### [Task prompt]
Reproduce, unchanged, only the entries from the line containing "Given the photograph above, return bounding boxes for distant" through the line containing "[342,425,926,615]", including both of those lines.

>> BEGIN

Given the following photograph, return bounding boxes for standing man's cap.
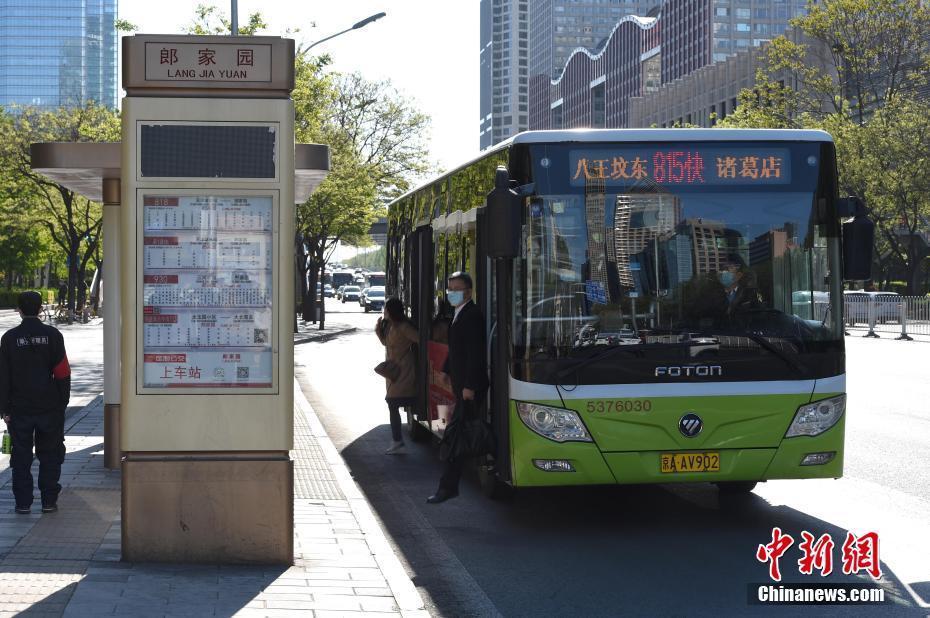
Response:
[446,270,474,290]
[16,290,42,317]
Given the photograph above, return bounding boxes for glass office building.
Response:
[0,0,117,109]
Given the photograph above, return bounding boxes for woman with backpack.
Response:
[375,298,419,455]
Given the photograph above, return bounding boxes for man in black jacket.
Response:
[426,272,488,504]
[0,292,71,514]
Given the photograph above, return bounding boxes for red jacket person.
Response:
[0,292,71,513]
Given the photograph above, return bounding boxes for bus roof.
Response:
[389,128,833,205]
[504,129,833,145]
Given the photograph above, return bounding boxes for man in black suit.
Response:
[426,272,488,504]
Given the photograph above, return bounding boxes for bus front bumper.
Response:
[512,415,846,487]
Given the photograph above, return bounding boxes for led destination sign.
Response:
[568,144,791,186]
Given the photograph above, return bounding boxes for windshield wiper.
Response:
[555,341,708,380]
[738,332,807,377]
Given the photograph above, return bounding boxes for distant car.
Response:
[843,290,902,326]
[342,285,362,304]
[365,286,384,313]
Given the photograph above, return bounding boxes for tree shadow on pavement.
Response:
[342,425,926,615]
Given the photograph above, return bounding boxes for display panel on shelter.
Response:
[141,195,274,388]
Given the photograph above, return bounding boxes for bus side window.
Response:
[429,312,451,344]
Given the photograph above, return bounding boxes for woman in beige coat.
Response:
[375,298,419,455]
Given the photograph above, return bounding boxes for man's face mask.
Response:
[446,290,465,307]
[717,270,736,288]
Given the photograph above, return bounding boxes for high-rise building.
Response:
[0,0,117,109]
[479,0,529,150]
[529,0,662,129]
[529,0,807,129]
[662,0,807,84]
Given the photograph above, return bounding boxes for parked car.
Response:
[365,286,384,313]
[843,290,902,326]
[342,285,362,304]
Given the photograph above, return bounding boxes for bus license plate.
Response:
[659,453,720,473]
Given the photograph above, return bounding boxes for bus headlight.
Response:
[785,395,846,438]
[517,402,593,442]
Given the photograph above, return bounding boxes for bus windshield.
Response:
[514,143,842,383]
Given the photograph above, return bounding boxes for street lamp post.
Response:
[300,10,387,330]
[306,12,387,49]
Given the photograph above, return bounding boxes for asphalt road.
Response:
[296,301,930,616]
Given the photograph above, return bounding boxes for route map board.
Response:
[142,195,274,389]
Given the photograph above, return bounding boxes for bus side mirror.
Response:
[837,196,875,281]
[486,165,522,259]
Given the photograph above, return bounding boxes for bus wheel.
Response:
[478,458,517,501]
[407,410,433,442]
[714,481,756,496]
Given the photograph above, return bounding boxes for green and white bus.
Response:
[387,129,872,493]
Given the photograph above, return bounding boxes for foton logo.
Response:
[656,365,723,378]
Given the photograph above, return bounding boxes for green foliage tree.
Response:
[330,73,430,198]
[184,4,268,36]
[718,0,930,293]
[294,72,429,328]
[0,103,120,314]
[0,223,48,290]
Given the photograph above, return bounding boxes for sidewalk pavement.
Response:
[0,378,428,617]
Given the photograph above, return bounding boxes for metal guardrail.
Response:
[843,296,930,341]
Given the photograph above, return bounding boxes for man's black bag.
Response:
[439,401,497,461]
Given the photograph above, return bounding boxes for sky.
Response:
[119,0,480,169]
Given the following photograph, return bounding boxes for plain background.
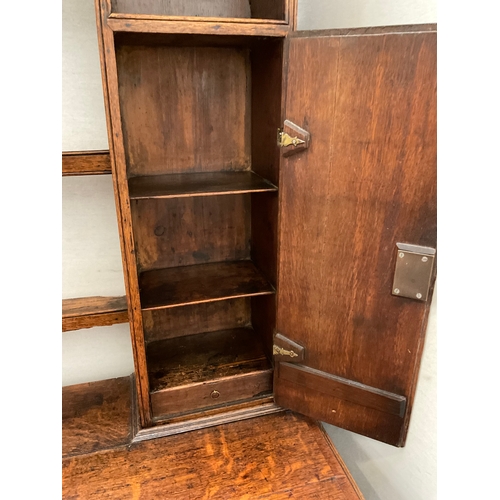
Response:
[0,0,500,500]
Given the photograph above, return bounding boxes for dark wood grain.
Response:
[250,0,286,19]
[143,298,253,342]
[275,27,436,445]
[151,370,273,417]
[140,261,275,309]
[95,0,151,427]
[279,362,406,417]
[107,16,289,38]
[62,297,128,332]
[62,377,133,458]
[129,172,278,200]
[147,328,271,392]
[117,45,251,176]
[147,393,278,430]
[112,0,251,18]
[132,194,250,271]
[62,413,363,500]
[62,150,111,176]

>> END
>> BEGIN

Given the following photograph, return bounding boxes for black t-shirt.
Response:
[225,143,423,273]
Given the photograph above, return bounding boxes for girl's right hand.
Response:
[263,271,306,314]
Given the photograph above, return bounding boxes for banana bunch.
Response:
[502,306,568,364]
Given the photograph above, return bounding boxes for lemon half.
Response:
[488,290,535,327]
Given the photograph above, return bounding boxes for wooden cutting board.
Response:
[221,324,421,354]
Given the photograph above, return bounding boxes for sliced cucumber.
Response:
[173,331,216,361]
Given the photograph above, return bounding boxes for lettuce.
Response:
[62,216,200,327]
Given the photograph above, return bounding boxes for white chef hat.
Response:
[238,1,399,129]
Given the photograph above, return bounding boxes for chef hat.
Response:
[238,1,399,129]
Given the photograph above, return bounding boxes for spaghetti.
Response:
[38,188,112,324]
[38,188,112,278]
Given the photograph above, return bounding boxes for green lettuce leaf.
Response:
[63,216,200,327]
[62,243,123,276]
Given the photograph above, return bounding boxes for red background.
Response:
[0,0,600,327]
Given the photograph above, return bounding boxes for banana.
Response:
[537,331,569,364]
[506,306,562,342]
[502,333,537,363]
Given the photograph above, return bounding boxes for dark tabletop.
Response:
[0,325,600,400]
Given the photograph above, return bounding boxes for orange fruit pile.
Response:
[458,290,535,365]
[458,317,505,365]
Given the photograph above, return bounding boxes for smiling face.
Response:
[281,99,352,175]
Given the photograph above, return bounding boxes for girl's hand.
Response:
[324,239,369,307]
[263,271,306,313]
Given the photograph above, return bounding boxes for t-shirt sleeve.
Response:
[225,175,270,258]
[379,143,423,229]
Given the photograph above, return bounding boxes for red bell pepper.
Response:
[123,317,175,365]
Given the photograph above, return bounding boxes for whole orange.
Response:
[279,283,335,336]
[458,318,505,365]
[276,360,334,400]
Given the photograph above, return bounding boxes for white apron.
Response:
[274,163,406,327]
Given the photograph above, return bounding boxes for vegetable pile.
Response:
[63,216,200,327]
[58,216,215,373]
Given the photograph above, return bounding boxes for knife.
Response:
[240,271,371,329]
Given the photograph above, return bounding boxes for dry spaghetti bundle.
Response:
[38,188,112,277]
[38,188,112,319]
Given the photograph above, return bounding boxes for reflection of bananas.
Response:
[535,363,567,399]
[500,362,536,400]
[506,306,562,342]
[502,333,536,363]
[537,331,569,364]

>> END

### [Final result]
Given the photograph above, return bounding boxes for distant car.
Response:
[843,290,902,326]
[342,285,362,304]
[365,286,384,313]
Given the photograph above, return bounding boxes for tree shadow on pavement.
Response:
[342,425,926,615]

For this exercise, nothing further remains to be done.